** BEGIN **

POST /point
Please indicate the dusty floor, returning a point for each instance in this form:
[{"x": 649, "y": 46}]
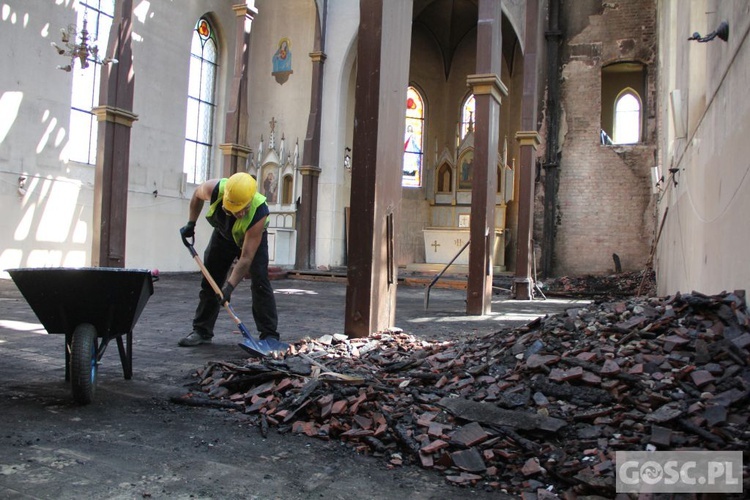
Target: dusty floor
[{"x": 131, "y": 442}]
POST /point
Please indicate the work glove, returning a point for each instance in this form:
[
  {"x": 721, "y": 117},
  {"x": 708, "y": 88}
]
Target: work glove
[
  {"x": 188, "y": 230},
  {"x": 226, "y": 293}
]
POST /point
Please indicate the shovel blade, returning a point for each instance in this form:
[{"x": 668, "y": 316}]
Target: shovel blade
[
  {"x": 252, "y": 349},
  {"x": 274, "y": 346}
]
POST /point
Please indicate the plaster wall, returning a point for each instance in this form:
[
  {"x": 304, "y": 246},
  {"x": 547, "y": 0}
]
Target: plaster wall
[
  {"x": 704, "y": 243},
  {"x": 50, "y": 224},
  {"x": 337, "y": 118}
]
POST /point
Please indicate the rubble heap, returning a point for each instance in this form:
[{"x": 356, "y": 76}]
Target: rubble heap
[
  {"x": 541, "y": 408},
  {"x": 610, "y": 287}
]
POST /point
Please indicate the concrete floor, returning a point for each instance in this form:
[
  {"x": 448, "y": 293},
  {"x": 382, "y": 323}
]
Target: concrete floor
[{"x": 132, "y": 443}]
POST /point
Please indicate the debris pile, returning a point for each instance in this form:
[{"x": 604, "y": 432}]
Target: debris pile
[
  {"x": 638, "y": 283},
  {"x": 540, "y": 409}
]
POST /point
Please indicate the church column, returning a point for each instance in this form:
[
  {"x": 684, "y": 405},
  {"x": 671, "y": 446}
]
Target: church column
[
  {"x": 235, "y": 149},
  {"x": 528, "y": 141},
  {"x": 310, "y": 171},
  {"x": 115, "y": 117},
  {"x": 383, "y": 48},
  {"x": 487, "y": 89}
]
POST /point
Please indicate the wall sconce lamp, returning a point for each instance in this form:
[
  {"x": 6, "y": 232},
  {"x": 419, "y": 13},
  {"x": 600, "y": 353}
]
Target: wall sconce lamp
[
  {"x": 347, "y": 158},
  {"x": 83, "y": 50},
  {"x": 722, "y": 32}
]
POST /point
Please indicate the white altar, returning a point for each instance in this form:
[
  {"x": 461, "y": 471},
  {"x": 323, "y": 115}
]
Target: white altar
[{"x": 441, "y": 244}]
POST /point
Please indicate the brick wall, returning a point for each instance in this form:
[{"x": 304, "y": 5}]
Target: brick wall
[{"x": 604, "y": 200}]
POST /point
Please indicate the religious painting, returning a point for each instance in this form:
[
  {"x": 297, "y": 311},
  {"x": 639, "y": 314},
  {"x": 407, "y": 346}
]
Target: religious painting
[
  {"x": 466, "y": 170},
  {"x": 282, "y": 61}
]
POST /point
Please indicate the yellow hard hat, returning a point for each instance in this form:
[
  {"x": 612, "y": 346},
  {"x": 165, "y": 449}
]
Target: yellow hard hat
[{"x": 239, "y": 191}]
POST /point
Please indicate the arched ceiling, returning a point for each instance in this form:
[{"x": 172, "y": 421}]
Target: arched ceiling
[{"x": 449, "y": 21}]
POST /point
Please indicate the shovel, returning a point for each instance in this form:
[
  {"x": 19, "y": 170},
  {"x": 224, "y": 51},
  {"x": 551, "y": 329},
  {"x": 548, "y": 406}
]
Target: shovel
[{"x": 259, "y": 348}]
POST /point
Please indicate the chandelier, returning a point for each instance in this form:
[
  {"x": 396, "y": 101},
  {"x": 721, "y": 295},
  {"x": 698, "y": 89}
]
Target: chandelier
[{"x": 83, "y": 50}]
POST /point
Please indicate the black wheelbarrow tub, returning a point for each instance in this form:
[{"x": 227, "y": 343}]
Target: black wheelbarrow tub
[
  {"x": 87, "y": 304},
  {"x": 111, "y": 299}
]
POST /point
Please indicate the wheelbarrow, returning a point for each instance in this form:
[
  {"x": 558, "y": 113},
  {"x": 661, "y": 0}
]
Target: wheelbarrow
[{"x": 91, "y": 306}]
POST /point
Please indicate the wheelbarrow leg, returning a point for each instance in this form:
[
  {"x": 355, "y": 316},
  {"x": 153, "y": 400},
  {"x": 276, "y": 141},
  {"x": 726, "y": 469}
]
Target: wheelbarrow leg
[
  {"x": 126, "y": 355},
  {"x": 68, "y": 341}
]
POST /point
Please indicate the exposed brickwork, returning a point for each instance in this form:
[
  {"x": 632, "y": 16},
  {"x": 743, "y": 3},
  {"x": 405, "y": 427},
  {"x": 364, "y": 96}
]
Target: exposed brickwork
[{"x": 604, "y": 199}]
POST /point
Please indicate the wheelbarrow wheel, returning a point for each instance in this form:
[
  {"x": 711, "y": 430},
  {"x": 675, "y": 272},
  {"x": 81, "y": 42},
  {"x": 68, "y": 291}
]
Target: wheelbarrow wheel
[{"x": 84, "y": 363}]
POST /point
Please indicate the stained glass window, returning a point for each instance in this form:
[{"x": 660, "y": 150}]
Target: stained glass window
[
  {"x": 201, "y": 105},
  {"x": 467, "y": 116},
  {"x": 413, "y": 139}
]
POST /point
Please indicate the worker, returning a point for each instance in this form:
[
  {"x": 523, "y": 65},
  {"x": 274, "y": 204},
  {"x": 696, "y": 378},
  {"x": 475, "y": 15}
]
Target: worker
[{"x": 239, "y": 216}]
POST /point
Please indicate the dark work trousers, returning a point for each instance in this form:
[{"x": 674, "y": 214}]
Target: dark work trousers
[{"x": 218, "y": 258}]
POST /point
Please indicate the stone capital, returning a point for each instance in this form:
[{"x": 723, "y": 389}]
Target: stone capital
[
  {"x": 318, "y": 56},
  {"x": 232, "y": 149},
  {"x": 310, "y": 170},
  {"x": 114, "y": 115},
  {"x": 528, "y": 138},
  {"x": 488, "y": 83}
]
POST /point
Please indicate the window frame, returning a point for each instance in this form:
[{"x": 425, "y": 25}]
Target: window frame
[
  {"x": 624, "y": 93},
  {"x": 85, "y": 88},
  {"x": 200, "y": 115},
  {"x": 411, "y": 118}
]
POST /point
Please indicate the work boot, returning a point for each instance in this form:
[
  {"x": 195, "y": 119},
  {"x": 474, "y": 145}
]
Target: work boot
[{"x": 193, "y": 340}]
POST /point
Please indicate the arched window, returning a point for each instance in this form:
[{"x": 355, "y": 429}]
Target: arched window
[
  {"x": 413, "y": 139},
  {"x": 444, "y": 179},
  {"x": 98, "y": 16},
  {"x": 467, "y": 116},
  {"x": 627, "y": 118},
  {"x": 204, "y": 54}
]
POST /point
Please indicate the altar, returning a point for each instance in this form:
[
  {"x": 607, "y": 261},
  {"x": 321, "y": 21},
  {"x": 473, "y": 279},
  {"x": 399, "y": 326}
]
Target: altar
[{"x": 441, "y": 244}]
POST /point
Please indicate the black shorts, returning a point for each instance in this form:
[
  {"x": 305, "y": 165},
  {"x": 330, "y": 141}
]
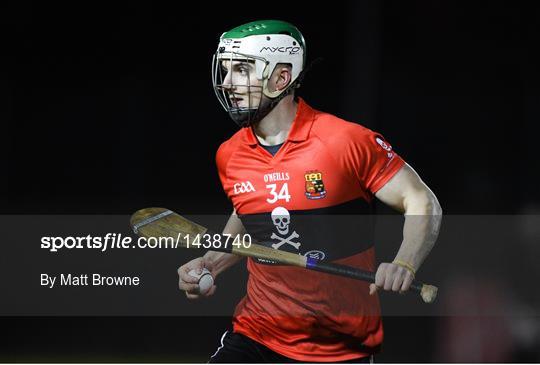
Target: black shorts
[{"x": 237, "y": 348}]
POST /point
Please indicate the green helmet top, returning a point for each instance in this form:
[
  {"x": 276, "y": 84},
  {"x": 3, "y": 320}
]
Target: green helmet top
[{"x": 263, "y": 27}]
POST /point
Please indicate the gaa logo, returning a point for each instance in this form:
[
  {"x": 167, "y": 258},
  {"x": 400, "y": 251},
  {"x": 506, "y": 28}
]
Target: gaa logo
[
  {"x": 383, "y": 144},
  {"x": 243, "y": 187}
]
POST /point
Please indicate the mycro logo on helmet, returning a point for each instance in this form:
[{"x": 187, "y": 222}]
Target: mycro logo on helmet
[
  {"x": 243, "y": 187},
  {"x": 291, "y": 50}
]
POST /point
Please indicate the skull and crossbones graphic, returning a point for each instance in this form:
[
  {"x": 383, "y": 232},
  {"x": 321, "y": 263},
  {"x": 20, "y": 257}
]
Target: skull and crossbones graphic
[{"x": 281, "y": 219}]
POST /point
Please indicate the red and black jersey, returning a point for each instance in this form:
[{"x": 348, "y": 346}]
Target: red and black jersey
[{"x": 296, "y": 201}]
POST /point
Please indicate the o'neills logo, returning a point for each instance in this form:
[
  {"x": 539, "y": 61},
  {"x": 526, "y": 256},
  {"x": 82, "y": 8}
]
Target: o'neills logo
[
  {"x": 243, "y": 187},
  {"x": 314, "y": 185},
  {"x": 290, "y": 50}
]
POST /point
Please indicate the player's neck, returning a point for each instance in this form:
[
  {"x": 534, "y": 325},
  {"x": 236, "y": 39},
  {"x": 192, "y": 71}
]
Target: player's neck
[{"x": 274, "y": 128}]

** END **

> EXERCISE
Report every line in the rows above that contains the string "hard".

> RESPONSE
Please indicate the yellow hard hat, returning a point for each instance in this form:
Target: yellow hard hat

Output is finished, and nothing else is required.